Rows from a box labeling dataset
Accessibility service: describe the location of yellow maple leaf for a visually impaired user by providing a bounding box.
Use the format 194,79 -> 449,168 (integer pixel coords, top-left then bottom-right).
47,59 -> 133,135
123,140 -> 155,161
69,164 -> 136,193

# Exercise goal
Convert the lines of the records into a JSON list of strings, with one string per line and blank lines omitted.

# The result
[
  "Accessibility service: describe the location of yellow maple leaf for a visually impaired user by providing a bounding box.",
  "Use the format 194,79 -> 449,168 (integer pixel coords, top-left then bottom-right).",
  "47,59 -> 133,135",
  "123,140 -> 155,161",
  "69,164 -> 136,193"
]